*What is expected:*
The records below must be copied in full; omit the images.

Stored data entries
⁂
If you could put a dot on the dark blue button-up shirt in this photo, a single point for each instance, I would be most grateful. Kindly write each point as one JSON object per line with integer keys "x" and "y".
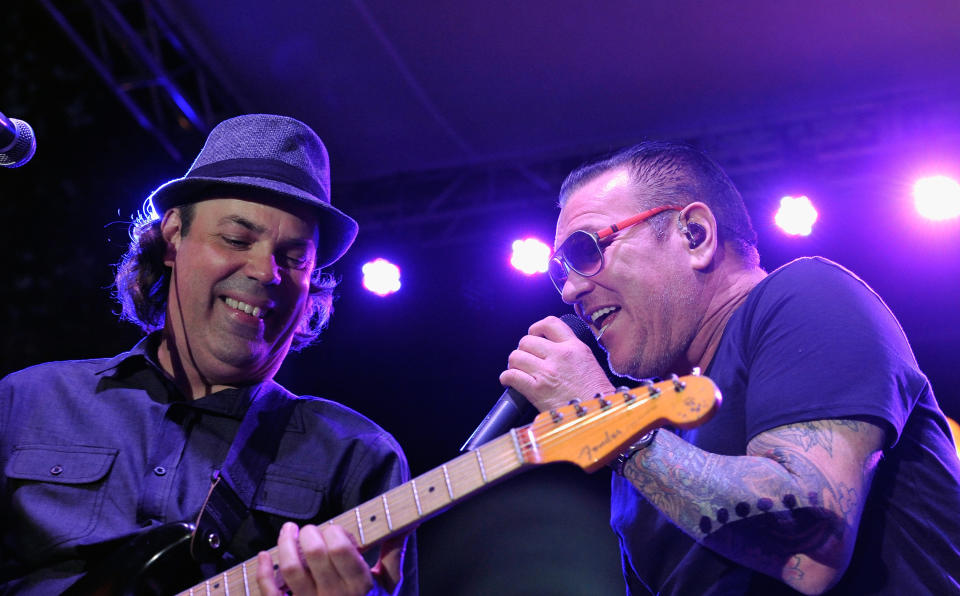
{"x": 93, "y": 451}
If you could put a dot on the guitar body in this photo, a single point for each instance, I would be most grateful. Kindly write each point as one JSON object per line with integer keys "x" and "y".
{"x": 156, "y": 562}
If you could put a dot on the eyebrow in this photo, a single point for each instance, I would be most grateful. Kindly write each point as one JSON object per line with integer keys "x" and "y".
{"x": 242, "y": 221}
{"x": 257, "y": 228}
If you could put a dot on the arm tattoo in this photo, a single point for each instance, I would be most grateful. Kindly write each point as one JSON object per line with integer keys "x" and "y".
{"x": 789, "y": 503}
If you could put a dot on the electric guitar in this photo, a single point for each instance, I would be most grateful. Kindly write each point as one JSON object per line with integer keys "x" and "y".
{"x": 589, "y": 434}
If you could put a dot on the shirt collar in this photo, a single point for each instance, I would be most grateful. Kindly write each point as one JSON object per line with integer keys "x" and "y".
{"x": 232, "y": 402}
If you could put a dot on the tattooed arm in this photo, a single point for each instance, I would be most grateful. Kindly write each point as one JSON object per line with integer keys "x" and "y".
{"x": 789, "y": 508}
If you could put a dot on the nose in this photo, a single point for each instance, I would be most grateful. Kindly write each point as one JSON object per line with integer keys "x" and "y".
{"x": 575, "y": 287}
{"x": 262, "y": 266}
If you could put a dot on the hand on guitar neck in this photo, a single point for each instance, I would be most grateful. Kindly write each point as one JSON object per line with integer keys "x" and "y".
{"x": 325, "y": 560}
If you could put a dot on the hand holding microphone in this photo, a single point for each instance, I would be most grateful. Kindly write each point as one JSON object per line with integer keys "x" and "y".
{"x": 553, "y": 364}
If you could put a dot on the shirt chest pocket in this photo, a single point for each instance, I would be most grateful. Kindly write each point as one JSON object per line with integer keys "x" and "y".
{"x": 57, "y": 493}
{"x": 289, "y": 493}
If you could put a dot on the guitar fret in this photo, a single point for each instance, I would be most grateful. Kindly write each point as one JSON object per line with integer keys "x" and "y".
{"x": 516, "y": 445}
{"x": 356, "y": 510}
{"x": 446, "y": 478}
{"x": 416, "y": 497}
{"x": 483, "y": 471}
{"x": 386, "y": 511}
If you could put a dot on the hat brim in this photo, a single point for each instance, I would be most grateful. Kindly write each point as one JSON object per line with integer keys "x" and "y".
{"x": 337, "y": 230}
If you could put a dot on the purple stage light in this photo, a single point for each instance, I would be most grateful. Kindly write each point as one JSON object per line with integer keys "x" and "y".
{"x": 937, "y": 198}
{"x": 530, "y": 256}
{"x": 796, "y": 216}
{"x": 381, "y": 277}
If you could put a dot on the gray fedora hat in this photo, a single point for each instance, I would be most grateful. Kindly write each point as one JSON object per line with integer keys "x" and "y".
{"x": 265, "y": 155}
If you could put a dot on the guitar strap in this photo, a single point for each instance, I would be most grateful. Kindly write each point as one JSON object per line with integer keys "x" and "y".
{"x": 235, "y": 484}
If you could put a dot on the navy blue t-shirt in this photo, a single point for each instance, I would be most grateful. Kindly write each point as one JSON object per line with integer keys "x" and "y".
{"x": 812, "y": 342}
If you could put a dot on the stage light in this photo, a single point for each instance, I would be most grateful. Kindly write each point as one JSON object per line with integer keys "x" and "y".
{"x": 796, "y": 216}
{"x": 530, "y": 256}
{"x": 381, "y": 277}
{"x": 937, "y": 197}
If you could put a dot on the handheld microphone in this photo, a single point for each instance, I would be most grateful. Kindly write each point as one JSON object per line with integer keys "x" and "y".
{"x": 17, "y": 142}
{"x": 513, "y": 408}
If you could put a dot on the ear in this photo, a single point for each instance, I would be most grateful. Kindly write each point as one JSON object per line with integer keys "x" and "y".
{"x": 697, "y": 228}
{"x": 170, "y": 227}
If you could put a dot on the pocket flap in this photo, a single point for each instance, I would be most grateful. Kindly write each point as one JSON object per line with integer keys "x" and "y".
{"x": 289, "y": 493}
{"x": 60, "y": 464}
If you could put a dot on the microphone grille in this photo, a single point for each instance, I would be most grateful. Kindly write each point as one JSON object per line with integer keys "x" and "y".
{"x": 579, "y": 328}
{"x": 583, "y": 333}
{"x": 23, "y": 148}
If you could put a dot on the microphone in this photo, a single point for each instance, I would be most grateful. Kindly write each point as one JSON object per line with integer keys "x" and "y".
{"x": 513, "y": 407}
{"x": 17, "y": 142}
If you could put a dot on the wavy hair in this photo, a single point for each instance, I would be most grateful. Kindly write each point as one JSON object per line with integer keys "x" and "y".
{"x": 142, "y": 282}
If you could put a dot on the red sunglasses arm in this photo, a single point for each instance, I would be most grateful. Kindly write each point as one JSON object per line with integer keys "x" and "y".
{"x": 636, "y": 219}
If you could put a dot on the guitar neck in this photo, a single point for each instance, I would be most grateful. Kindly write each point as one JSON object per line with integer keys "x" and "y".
{"x": 405, "y": 506}
{"x": 588, "y": 434}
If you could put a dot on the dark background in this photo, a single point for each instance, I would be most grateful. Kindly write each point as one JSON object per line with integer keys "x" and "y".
{"x": 450, "y": 128}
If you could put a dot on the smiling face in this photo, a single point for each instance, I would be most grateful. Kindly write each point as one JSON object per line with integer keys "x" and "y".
{"x": 239, "y": 286}
{"x": 642, "y": 303}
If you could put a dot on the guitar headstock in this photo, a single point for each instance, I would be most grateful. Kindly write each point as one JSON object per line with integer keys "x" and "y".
{"x": 593, "y": 432}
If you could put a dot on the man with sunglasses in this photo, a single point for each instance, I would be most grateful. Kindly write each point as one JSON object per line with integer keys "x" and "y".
{"x": 829, "y": 466}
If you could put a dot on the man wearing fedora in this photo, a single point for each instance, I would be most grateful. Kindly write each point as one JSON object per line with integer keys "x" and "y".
{"x": 189, "y": 426}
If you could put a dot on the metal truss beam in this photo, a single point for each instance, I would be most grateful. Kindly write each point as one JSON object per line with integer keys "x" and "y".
{"x": 839, "y": 144}
{"x": 135, "y": 50}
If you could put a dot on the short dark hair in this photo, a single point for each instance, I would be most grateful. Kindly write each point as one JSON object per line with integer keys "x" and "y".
{"x": 142, "y": 282}
{"x": 667, "y": 172}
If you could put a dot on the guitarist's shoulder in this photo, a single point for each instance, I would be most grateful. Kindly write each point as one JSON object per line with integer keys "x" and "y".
{"x": 340, "y": 422}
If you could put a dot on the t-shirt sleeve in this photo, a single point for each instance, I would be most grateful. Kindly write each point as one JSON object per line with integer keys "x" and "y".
{"x": 823, "y": 345}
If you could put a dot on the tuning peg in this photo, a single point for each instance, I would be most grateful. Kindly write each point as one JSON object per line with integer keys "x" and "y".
{"x": 678, "y": 385}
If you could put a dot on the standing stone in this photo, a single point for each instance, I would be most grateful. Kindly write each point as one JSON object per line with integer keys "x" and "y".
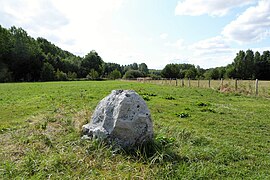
⁂
*Output of the task:*
If you could put a dot on the dark blue button-up shirt in this photo, a single point for each instance, I would be most grateful. Kindly write each point as one JSON object per line with integer keys "x" and "y".
{"x": 93, "y": 451}
If you could put a dot on the guitar body in this photo, a single point for each instance, I would be most grateful. Kindly write each point as one JSON object per line with integer keys "x" and "y".
{"x": 156, "y": 562}
If you could put a dot on the eyebrow in this photo, a single point for each instance, I would be most grateful. Kindly write each point as one JSON object per line with integer keys "x" and "y".
{"x": 242, "y": 221}
{"x": 257, "y": 228}
If you could put a dot on the arm tattoo in this photo, a single point for each instance, I would be most grateful. Kindly write each point as one JSON object per line with integer keys "x" and "y".
{"x": 789, "y": 503}
If you could put a dot on the electric guitar in this photo, a single point for each instance, I would be most grateful. Kindly write each point as one JSON object per line with integer keys "x" and "y".
{"x": 589, "y": 434}
If you could put a dot on the shirt collar in this photo, a single point for each instance, I would be most grateful. Kindly write each point as one JSON object per line with integer keys "x" and "y".
{"x": 232, "y": 402}
If you could put a dot on the tattooed arm in this photo, a single point for each instance, I would be most grateful. Kindly write each point as one JSON object per line with integer keys "x" and "y".
{"x": 789, "y": 508}
If you could put a dot on the nose in this photo, a single point for each instance, I would be most grateful. Kindly write each point as one JSON object per line with integer keys "x" and "y".
{"x": 575, "y": 287}
{"x": 262, "y": 266}
If you could put a dot on the hand on guitar neck in this photo, a single point for each instance, I would be most grateful. Kindly write each point as one JSON object per line with integer keys "x" and "y".
{"x": 325, "y": 560}
If you could put a dot on the hand holding microphone in this photo, a single point for each instance, I would be most grateful. Kindly write each point as one JSON object per line with integer keys "x" and "y".
{"x": 553, "y": 364}
If you could put a dot on the shirt chest pocket in this photo, a single point for each instance, I would be most grateful. Kindly write each point as one JSON object per line with integer keys "x" and "y".
{"x": 57, "y": 493}
{"x": 289, "y": 493}
If you could put a dot on the guitar fret in this photo, a single point for each instance, I would be most grateful. Kindly write each point as one JSON object per line with integer keys "x" and "y".
{"x": 516, "y": 445}
{"x": 356, "y": 510}
{"x": 446, "y": 478}
{"x": 416, "y": 497}
{"x": 483, "y": 471}
{"x": 386, "y": 511}
If you could put a dot on the hat brim in this photo, a single point for each instance, I would be most grateful. Kindly write each point as one JSON object per line with integer keys "x" and "y".
{"x": 337, "y": 230}
If you could put a dot on the purple stage light in this photo, a single point for each instance, I would be most grateful. Kindly write each point as one JSON object per line with integer keys "x" and "y".
{"x": 937, "y": 198}
{"x": 530, "y": 256}
{"x": 796, "y": 216}
{"x": 381, "y": 277}
If you could put a dot on the gray fedora hat in this photo, a single point for each instance, I would be most grateful. Kindly write each point as one JSON object per line with integer keys "x" and "y".
{"x": 265, "y": 155}
If you could put a dot on the guitar strap in this photo, a single point for each instance, I would be most grateful. Kindly write each point as one JSON object per line with integer keys "x" and "y".
{"x": 235, "y": 484}
If you could put a dot on the navy blue t-shirt in this photo, a single point for each instance, I would be most grateful. Kindly write each point as one JSON object per line with integer keys "x" and "y".
{"x": 812, "y": 342}
If you could put a dot on the stage light in this photo, a single point for each instance, I would be most grateful. Kindly write each point as one JSON object per line with integer keys "x" and "y".
{"x": 796, "y": 216}
{"x": 530, "y": 256}
{"x": 381, "y": 277}
{"x": 937, "y": 197}
If you could put a dot on the handheld microphone in this photo, a single point for each instance, I would be most grateful. Kindly write each point as one JSON object per line with integer keys "x" and "y".
{"x": 17, "y": 142}
{"x": 513, "y": 408}
If you could put a dot on the ear in this photo, a single point for each instance, I would be most grateful. Kindly write each point as one JSON object per line with integer keys "x" and "y".
{"x": 697, "y": 228}
{"x": 170, "y": 227}
If you could put a dot on the pocket flap in this photo, a single point for each instance, I would be most grateful. Kindly write each point as one JSON object per line with integer keys "x" and "y".
{"x": 289, "y": 493}
{"x": 60, "y": 464}
If you could put a dot on the microphone grille in this photo, a single point for each instance, I would be most grateful. Kindly write each point as one JSON object per line with integer keys "x" and "y".
{"x": 579, "y": 328}
{"x": 583, "y": 333}
{"x": 23, "y": 148}
If you could put a dot on the microphone in this photo, a single point for each instance, I would be most grateful. Kindly write each point as one JSON object per line with integer keys "x" and "y".
{"x": 513, "y": 407}
{"x": 17, "y": 142}
If you could put a dot on the wavy hair in this photo, a single point for each instance, I would be most grateful. Kindly write each point as one JSON object per line with integer keys "x" and "y".
{"x": 142, "y": 282}
If you could put a dot on the red sunglasses arm in this photo, a single point for each instance, I would be most grateful. Kindly write each point as one JSON object per line with integer keys "x" and "y".
{"x": 636, "y": 219}
If you could put a dot on the guitar neck in this photo, a single point for each instance, I would be most grateful. Kindly write each point as one JSON object per line with integer keys "x" and "y".
{"x": 405, "y": 506}
{"x": 588, "y": 434}
If you could put a dot on the dark background in this photo, a single point for each instance, I would be most grateful. Kindly write each point as one JSON object per line with integer keys "x" and "y".
{"x": 450, "y": 128}
If you could put a dot on the smiling face in this photo, a single point for each instance, I would be most grateful. Kindly write each point as one JSON object per line with integer keys "x" and "y".
{"x": 239, "y": 286}
{"x": 642, "y": 303}
If you could put a dot on the guitar headstock in this photo, a single point for each instance, I would be most grateful. Kindly write each point as one JSON object per line with integer keys "x" and "y".
{"x": 593, "y": 432}
If you could put a dot on the man with sunglasses in this photo, a single point for each instance, I would be most grateful. Kindly write each point as one JSON object per line with integer keys "x" and "y".
{"x": 829, "y": 466}
If you could put a dot on the man wearing fedora in this photo, a single point for each instance, I would be most grateful. Kindly write each point as one JSON object per line with integer keys "x" and "y".
{"x": 189, "y": 426}
If you could put a dot on the metal truss beam in this photo, a single point for each instance, I would be most grateful. Kindly write each point as one JSON object per line with integer keys "x" and "y".
{"x": 839, "y": 144}
{"x": 135, "y": 50}
If you could put a dot on the short dark hair in this photo, a single point for each instance, I would be most grateful. Kindly write each point as one JSON object per line with integer keys "x" and "y".
{"x": 142, "y": 282}
{"x": 667, "y": 172}
If you could put a dot on the guitarist's shoulder in this photo, a single point for each instance, I would be most grateful. Kindly write each point as one JSON object per line with integer keys "x" and "y".
{"x": 340, "y": 422}
If you could put a dot on the t-shirt sleeve in this photo, a single point for each instance, I would be most grateful. Kindly write each point as one JSON object per line with integer keys "x" and "y".
{"x": 823, "y": 345}
If you could put a dot on the tuning peg in this photo, a single point for each instance, I would be most grateful. Kindly write each point as one JSON object per line with integer keys "x" and "y".
{"x": 678, "y": 385}
If you could put a dot on the standing stone in this photo, a single point for each instance, I would be most grateful. Kindly write each point as one JSON object per line with integer keys "x" and "y".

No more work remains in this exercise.